Location identification entries

* begin *

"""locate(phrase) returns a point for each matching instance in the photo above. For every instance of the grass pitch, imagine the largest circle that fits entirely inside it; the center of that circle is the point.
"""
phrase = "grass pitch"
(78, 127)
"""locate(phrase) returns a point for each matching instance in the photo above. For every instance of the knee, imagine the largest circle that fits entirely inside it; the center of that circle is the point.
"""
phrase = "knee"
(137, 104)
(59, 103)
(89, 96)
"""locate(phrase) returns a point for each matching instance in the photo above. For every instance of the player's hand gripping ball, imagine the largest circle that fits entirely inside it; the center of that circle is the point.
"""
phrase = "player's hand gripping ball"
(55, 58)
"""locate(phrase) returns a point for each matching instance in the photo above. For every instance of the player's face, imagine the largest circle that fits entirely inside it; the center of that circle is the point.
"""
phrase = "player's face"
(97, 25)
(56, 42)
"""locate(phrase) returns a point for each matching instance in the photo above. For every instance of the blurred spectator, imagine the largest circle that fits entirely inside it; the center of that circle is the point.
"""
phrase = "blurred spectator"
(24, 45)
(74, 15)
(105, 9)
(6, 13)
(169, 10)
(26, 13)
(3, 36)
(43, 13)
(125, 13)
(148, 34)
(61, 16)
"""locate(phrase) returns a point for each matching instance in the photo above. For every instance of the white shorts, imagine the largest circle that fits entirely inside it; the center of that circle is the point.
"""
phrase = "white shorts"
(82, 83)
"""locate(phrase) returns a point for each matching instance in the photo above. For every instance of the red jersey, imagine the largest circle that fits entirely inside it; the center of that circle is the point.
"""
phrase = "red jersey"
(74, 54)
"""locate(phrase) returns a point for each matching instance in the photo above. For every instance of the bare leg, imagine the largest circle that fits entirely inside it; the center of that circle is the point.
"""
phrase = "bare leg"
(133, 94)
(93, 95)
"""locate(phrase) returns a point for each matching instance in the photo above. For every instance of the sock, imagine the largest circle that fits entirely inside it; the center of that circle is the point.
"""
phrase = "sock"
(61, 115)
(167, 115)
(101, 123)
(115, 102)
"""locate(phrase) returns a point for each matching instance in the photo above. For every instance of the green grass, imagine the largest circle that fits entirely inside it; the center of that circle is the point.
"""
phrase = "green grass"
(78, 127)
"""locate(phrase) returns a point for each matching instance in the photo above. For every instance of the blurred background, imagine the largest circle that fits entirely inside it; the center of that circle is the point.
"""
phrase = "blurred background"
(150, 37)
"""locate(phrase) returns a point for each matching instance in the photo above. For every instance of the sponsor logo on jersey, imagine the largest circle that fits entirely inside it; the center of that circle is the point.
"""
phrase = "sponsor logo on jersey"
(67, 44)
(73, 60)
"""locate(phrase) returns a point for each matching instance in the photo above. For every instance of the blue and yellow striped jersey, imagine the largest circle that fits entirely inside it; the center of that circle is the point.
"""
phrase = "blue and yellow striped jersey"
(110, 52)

* end *

THE TASK: Reproduce all of the lines above, changing every occurrence of "returns a point" to "yields a point" and leaving everything else unaltered.

ANSWER FOR THE TASK:
"""locate(phrase) yields a point for each matching instance in the photo above. For every instance of the grass pitch, imagine the largest circle that fits entirely inside it; the center of that circle is the point.
"""
phrase = "grass pitch"
(78, 127)
"""locate(phrase) yields a point for each matching instance in the photo above. For every instance of the knee, imagine the largest circle that fits entirely inside it; the center of that circle is the point.
"""
phrase = "knee"
(137, 104)
(59, 103)
(89, 96)
"""locate(phrase) yields a point for each matching instance in the photo above. For every instance of the player's hand gripping ball, imagine the largest circle that fits entirely inside it; the center of that circle is the point.
"""
phrase = "player's hand gripping ball"
(55, 58)
"""locate(phrase) yields a point for each matching instance in the photo above. For every instance of the player's face, imagine the largest circle that fits entirely inside it; the center of that circle is the point.
"""
phrase = "player's face"
(97, 25)
(56, 42)
"""locate(phrase) yields a point for each matching instance in the photo above. For every instance of the blurred spectator, imagine the largest circle that fits entirely inside it; the center of that circle is the point.
"""
phrase = "blurred spectator"
(24, 45)
(74, 15)
(105, 9)
(6, 13)
(169, 10)
(26, 13)
(3, 36)
(43, 13)
(125, 13)
(148, 34)
(61, 16)
"""locate(phrase) yields a point for each matching instance in the photo above. For every instance of the white shorts, imagine the largest circle that fits entirely inside it; the center of that circle is the point.
"""
phrase = "white shorts"
(82, 83)
"""locate(phrase) yields a point for each matching instance in the photo above. For every instance of the red jersey, imagine the largest circle that fits entirely inside it; the center of that circle is the point.
"""
phrase = "red jersey"
(74, 54)
"""locate(phrase) yields a point for each matching instance in the photo above. For every instance of the bare leg, imagine the largest circle that fits entirely inside it; the center of that circle is the point.
"""
phrase = "bare leg"
(133, 94)
(93, 95)
"""locate(phrase) yields a point for each matching instance in the photo above. For every instance of the sock, imagine the largest circle that fits entirely inside it; the center of that circle is the point.
"""
phrase = "sock"
(61, 115)
(167, 115)
(101, 123)
(115, 102)
"""locate(phrase) yields a point for each matching instance in the photo above. For every instance of the green grass, imagine the largest circle that fits entirely inside it; the center of that circle is the point.
"""
phrase = "green grass"
(78, 127)
"""locate(phrase) yields a point for each matching instance in the photo above. For every instance of the blurred background, imagine the largest circle that fits entirely inside it; the center of that circle is the point.
"""
phrase = "blurred background"
(150, 37)
"""locate(phrase) yields a point for each matching instance in the photo above. For every instance of the sponsor logo on jersey, imagine the largest circle that fits entirely inside it; the center of that circle is the point.
"""
phrase = "sponsor logo on jersey"
(67, 44)
(73, 60)
"""locate(phrase) yields a point for each matching instance in the photo above. For every instance of the blue and yellow striped jersey, imagine the largest circle that fits entirely inside it; the center of that circle is the point.
"""
phrase = "blue and yellow striped jersey"
(110, 52)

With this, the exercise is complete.